#### RECORDS

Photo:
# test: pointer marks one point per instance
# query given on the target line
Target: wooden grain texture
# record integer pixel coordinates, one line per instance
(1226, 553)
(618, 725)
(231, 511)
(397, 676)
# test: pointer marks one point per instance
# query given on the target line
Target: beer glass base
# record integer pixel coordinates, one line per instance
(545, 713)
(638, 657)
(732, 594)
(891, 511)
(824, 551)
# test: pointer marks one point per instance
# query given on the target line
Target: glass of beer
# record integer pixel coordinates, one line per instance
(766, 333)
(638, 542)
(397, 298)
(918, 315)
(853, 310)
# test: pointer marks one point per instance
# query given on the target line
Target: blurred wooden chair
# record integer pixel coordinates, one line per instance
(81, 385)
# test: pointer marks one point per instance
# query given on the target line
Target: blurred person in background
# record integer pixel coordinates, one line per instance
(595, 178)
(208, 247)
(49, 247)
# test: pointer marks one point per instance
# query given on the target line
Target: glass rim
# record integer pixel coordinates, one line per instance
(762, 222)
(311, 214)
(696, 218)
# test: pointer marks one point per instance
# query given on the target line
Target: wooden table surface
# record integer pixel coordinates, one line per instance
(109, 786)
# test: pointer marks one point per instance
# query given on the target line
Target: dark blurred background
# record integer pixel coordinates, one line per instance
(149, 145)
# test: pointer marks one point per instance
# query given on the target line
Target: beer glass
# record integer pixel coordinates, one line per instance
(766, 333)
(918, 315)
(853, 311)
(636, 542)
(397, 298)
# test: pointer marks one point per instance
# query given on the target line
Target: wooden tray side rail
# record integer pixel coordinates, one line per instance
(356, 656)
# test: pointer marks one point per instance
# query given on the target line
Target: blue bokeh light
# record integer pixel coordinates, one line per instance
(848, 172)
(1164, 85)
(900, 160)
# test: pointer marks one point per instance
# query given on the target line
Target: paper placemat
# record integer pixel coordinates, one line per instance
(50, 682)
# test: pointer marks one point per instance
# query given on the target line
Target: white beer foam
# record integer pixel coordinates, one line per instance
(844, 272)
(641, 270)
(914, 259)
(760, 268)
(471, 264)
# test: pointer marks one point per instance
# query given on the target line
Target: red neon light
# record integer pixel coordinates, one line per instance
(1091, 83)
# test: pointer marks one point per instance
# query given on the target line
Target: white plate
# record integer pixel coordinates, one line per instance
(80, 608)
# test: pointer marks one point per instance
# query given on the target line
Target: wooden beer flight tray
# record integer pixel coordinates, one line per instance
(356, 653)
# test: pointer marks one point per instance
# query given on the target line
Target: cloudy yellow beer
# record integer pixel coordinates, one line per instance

########

What lines of the listing contain the word "blurred"? Copy them all.

Target: blurred wooden chair
Target: blurred person in background
Target: dark blurred background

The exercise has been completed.